Prompt
Please set out as a numbered list the part of the lines below that opens with the line containing "the blue bedding." and closes with the line containing "[315,502,329,521]", both ends included and blank lines dropped. Leave the pictures out of your answer.

Listed entries
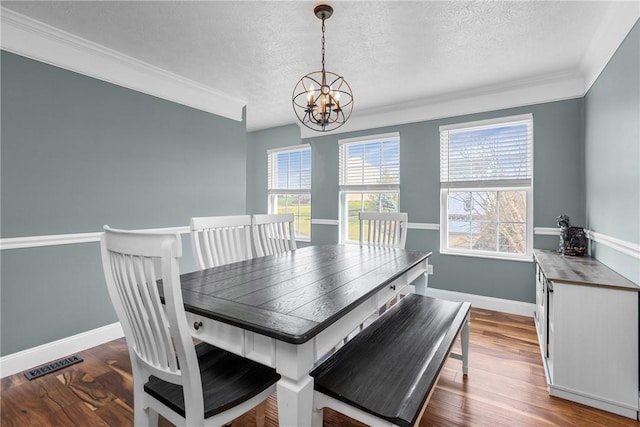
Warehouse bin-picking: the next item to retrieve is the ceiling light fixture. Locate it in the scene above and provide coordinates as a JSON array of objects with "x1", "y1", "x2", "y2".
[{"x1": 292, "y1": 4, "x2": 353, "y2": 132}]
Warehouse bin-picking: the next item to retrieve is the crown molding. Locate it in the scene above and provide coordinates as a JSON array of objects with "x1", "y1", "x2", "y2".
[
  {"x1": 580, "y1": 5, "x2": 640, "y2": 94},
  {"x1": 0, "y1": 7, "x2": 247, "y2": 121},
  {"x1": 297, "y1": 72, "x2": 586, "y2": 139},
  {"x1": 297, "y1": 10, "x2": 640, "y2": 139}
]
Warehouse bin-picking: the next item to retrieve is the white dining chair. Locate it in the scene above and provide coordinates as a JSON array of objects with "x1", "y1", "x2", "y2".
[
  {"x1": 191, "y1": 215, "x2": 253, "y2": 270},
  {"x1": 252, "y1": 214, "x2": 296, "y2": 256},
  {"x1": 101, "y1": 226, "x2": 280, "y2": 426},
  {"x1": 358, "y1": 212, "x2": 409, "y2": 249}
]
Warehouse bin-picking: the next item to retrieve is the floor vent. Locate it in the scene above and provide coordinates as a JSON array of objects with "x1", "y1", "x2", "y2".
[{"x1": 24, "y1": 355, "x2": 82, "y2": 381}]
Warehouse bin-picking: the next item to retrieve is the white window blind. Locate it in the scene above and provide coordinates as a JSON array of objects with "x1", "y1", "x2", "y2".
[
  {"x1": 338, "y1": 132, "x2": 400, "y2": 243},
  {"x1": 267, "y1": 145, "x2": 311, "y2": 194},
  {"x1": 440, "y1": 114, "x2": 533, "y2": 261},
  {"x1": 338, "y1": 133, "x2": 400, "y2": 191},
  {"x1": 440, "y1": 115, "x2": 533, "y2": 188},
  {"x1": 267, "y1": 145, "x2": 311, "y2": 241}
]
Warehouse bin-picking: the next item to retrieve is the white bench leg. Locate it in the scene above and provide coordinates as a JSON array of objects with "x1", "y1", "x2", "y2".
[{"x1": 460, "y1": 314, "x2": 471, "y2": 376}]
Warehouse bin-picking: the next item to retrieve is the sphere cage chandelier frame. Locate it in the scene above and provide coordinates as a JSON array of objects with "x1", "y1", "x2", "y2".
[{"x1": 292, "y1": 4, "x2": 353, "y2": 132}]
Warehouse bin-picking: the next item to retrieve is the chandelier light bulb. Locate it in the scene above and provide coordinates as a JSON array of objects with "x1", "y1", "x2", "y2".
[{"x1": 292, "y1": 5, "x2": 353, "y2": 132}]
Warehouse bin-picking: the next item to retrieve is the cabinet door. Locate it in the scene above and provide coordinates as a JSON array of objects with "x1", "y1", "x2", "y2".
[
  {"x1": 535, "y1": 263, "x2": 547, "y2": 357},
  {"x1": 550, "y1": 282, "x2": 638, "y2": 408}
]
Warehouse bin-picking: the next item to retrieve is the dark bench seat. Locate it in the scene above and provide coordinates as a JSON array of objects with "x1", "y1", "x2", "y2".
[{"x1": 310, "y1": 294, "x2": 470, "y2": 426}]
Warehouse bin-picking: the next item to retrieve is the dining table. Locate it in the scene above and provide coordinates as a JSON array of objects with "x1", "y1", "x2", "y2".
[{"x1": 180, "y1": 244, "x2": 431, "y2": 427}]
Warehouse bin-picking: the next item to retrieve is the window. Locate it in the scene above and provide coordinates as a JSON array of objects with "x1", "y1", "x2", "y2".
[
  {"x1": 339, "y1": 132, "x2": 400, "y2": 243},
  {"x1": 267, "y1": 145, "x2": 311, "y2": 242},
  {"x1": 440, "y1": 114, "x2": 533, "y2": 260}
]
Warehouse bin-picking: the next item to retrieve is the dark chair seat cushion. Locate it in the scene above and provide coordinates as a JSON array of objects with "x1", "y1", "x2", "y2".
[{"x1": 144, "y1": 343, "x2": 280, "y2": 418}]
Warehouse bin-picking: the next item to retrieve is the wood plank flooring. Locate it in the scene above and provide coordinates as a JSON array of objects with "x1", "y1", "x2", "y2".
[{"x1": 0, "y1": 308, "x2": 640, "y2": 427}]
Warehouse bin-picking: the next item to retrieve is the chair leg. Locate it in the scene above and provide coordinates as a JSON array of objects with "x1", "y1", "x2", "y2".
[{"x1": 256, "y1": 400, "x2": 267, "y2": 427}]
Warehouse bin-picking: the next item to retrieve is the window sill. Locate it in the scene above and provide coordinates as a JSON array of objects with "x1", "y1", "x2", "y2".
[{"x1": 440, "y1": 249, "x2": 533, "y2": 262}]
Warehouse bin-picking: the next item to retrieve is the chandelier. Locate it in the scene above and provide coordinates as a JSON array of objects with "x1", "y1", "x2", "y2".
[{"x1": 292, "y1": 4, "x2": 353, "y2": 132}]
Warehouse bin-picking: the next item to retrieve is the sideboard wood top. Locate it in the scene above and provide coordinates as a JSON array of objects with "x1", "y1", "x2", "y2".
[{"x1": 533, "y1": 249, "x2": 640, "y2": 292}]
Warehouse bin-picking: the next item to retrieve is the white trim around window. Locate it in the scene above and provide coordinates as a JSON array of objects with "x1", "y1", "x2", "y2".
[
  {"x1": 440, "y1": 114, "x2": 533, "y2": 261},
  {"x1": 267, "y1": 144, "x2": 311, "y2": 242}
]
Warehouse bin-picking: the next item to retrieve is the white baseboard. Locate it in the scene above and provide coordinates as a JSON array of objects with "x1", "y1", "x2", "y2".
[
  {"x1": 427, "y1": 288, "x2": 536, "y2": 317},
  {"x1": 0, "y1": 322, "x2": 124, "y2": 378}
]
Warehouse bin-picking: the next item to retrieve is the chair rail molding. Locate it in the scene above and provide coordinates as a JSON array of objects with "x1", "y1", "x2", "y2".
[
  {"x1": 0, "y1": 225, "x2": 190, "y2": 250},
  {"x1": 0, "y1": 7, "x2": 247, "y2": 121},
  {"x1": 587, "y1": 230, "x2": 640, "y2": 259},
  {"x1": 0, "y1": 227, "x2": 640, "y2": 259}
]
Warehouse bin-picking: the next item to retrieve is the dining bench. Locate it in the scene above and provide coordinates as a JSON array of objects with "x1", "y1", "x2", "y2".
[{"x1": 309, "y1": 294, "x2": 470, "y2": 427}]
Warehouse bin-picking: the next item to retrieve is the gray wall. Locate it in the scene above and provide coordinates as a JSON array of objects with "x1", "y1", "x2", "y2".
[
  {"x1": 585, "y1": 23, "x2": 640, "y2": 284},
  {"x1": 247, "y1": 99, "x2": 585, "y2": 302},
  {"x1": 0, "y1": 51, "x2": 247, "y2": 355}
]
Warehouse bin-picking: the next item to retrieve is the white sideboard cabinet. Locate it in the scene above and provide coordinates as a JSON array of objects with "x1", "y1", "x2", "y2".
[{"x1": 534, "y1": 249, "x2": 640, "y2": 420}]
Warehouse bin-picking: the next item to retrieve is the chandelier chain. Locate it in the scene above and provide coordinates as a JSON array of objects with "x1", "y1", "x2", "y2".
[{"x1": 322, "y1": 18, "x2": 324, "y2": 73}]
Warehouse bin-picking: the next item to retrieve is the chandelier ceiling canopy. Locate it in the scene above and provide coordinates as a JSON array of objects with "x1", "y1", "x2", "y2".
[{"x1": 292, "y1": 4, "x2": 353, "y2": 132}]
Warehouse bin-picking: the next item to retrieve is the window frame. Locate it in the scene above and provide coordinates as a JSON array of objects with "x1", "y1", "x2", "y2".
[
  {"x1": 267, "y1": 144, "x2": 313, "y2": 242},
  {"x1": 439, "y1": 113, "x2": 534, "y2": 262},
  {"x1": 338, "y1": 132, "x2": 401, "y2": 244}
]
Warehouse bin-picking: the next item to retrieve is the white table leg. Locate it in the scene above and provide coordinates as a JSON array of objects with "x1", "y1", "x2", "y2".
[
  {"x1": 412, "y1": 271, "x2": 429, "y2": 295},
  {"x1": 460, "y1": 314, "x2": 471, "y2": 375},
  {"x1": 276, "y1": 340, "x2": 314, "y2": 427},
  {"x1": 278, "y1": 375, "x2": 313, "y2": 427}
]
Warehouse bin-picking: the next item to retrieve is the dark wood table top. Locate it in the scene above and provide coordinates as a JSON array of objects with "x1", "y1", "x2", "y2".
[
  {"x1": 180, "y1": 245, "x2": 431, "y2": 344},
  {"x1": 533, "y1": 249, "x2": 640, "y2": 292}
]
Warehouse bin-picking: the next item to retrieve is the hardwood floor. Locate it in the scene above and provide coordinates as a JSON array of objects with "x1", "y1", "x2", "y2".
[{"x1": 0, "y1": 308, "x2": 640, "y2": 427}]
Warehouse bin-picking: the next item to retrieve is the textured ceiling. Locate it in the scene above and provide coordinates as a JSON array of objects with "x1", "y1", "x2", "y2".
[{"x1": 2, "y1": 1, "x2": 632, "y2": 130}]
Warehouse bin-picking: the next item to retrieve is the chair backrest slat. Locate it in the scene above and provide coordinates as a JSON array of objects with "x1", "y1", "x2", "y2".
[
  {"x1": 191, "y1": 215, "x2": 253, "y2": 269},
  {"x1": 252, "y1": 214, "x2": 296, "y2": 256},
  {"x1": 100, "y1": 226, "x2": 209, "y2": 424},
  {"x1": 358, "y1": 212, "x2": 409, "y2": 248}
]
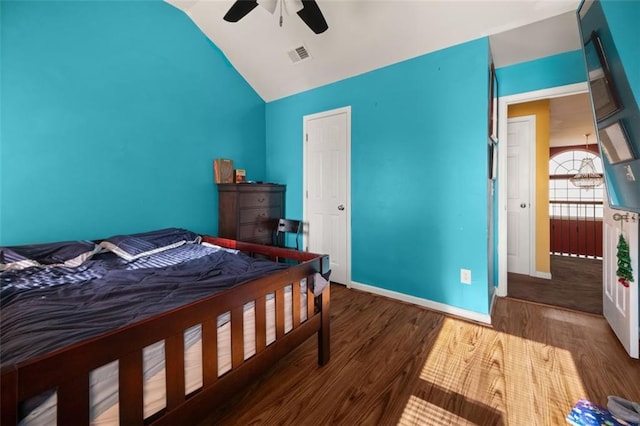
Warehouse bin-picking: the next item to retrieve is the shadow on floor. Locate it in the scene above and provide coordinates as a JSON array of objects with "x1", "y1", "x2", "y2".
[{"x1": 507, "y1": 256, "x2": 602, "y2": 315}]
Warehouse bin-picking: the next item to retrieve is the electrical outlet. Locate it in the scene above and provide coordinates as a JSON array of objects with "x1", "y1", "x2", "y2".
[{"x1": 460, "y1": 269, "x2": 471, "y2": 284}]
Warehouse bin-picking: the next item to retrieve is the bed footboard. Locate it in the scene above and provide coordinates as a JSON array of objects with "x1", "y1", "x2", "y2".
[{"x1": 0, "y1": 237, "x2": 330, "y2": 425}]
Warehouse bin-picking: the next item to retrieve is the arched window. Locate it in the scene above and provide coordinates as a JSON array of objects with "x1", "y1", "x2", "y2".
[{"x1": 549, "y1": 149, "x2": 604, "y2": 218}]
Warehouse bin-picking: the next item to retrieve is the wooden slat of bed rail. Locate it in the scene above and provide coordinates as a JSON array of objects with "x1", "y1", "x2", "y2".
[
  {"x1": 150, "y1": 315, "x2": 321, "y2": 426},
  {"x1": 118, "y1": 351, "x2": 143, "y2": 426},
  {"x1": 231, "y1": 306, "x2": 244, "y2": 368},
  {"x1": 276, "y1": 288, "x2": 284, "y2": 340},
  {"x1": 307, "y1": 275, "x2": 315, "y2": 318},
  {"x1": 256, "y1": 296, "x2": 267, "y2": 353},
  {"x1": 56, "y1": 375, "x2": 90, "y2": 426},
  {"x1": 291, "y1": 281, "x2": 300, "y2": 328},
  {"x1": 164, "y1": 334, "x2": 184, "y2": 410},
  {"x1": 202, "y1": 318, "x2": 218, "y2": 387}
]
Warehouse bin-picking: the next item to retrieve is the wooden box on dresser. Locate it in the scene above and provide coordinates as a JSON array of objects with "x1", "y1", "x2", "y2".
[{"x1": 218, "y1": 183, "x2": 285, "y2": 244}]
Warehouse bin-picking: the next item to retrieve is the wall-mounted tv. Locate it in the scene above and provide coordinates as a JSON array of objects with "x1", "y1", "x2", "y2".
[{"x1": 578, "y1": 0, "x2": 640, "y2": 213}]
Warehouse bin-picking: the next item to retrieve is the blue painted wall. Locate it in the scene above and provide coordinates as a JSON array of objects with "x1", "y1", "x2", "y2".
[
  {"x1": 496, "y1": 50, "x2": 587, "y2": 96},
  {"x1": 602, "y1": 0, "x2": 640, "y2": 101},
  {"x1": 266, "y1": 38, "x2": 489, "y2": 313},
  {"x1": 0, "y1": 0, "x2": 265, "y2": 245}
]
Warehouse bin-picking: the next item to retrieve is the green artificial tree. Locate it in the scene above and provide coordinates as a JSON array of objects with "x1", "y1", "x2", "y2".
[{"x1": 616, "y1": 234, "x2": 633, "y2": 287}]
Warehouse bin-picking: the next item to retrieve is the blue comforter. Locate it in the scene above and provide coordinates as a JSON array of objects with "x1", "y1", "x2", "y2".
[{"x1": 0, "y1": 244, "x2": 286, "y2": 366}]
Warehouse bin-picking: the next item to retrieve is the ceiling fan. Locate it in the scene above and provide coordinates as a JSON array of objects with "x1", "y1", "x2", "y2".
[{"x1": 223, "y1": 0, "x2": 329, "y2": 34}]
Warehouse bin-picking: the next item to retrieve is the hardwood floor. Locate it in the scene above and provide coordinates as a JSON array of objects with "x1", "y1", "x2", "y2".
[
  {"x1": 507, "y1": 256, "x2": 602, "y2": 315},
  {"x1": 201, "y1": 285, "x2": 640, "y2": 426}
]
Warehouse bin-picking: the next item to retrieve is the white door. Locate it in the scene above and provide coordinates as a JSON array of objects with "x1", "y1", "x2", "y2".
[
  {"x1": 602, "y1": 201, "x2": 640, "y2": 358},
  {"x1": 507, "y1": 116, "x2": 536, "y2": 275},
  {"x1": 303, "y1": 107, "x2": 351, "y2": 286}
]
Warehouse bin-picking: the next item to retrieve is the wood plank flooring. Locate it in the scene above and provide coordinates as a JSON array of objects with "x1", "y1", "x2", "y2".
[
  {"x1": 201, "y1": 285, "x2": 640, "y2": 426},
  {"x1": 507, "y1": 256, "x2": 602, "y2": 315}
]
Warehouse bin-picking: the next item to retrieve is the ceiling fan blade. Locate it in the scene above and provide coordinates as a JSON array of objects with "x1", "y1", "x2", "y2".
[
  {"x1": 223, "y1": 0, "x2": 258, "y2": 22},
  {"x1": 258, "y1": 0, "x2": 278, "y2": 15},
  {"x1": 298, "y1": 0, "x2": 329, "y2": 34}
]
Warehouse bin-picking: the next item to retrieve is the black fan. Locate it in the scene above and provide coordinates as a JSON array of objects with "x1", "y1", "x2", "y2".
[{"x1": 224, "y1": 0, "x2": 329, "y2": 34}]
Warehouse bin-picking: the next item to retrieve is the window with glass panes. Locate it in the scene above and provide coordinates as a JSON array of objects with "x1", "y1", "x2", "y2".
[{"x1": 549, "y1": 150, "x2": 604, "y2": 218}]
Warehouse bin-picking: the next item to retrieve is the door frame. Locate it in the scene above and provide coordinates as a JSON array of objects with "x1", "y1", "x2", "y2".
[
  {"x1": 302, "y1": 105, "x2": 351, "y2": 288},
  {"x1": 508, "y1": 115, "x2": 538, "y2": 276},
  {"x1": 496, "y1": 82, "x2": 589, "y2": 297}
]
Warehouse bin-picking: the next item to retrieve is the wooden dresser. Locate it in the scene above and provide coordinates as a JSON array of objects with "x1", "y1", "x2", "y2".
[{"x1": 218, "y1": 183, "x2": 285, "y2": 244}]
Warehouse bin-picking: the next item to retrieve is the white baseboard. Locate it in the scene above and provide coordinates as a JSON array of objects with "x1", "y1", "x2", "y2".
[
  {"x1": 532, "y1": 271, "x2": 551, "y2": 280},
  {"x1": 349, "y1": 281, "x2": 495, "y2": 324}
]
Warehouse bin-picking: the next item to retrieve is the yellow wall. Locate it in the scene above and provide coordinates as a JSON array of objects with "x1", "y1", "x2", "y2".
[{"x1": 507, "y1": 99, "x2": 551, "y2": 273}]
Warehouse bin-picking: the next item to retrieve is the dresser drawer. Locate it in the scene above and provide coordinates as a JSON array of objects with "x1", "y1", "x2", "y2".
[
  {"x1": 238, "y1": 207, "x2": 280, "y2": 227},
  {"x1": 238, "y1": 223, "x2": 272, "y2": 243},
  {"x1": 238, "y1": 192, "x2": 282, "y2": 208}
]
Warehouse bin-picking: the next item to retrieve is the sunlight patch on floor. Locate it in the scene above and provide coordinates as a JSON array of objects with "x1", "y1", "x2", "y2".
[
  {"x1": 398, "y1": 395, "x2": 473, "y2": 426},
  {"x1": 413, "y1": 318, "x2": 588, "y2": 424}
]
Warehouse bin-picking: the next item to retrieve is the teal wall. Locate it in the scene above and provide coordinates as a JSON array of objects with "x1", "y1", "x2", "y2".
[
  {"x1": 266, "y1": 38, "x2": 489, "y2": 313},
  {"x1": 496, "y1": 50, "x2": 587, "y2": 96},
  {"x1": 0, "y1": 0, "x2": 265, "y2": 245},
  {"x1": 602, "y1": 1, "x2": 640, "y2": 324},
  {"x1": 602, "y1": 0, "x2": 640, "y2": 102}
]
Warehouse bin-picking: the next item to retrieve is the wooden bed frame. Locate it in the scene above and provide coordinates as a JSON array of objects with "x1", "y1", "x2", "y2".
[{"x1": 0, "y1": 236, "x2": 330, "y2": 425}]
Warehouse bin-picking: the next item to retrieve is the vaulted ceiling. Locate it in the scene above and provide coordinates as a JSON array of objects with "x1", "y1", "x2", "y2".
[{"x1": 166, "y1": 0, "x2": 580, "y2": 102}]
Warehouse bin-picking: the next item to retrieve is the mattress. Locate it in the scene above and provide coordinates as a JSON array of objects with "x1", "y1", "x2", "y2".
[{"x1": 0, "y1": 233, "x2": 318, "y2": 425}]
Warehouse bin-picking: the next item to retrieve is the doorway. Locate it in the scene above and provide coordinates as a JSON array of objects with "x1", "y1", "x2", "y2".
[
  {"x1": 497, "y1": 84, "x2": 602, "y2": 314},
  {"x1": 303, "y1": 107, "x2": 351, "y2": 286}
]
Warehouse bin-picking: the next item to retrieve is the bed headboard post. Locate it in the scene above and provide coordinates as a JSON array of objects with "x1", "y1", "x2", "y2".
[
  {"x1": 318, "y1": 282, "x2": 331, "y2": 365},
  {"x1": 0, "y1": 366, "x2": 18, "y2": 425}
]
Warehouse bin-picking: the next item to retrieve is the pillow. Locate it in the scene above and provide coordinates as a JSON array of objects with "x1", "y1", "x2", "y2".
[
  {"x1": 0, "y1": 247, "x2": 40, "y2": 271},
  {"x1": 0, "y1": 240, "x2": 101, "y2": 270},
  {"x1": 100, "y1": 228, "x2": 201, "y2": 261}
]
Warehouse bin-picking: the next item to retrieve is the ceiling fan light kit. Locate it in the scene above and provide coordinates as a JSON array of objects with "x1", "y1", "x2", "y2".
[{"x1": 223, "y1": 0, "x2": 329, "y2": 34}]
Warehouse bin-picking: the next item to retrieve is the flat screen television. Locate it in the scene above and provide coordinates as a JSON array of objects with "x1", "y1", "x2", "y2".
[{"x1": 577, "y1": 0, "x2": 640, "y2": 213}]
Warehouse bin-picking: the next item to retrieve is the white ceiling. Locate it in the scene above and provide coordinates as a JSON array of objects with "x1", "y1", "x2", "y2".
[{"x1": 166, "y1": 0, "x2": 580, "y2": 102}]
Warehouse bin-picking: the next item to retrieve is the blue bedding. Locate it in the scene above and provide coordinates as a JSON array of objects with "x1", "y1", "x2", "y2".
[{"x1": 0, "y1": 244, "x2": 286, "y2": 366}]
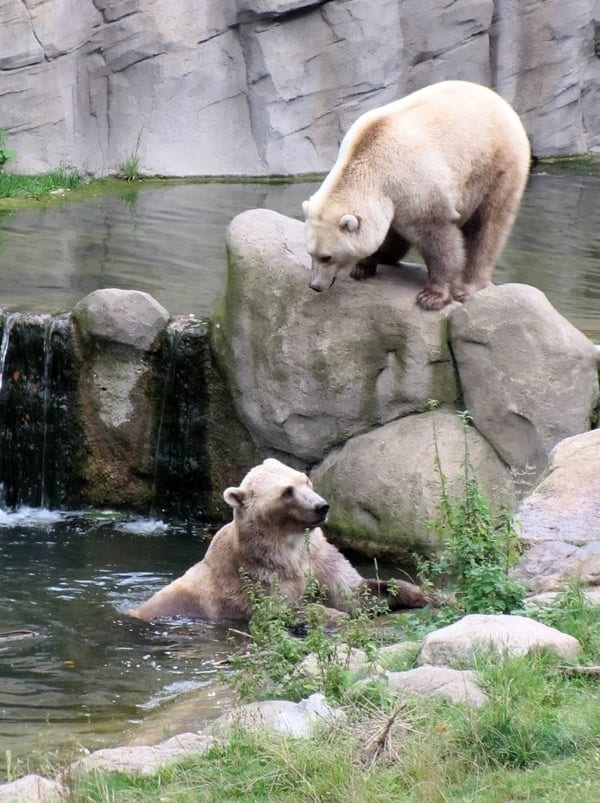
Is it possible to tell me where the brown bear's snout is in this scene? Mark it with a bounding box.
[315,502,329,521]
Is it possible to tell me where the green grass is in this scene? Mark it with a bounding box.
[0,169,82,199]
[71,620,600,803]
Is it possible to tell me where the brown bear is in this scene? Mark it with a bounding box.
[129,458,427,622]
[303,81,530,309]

Solution for this exercise
1. Warehouse bin-picking: the next item to retrieve is the blue bedding. Locate it in the scene above and provide coordinates as a JSON array of objects with "x1", "y1", "x2", "y2".
2. [{"x1": 0, "y1": 244, "x2": 286, "y2": 366}]
3. Is it possible to tell me where the brown bear's snout is in this scene? Mark it with a bounding box.
4. [315,502,329,521]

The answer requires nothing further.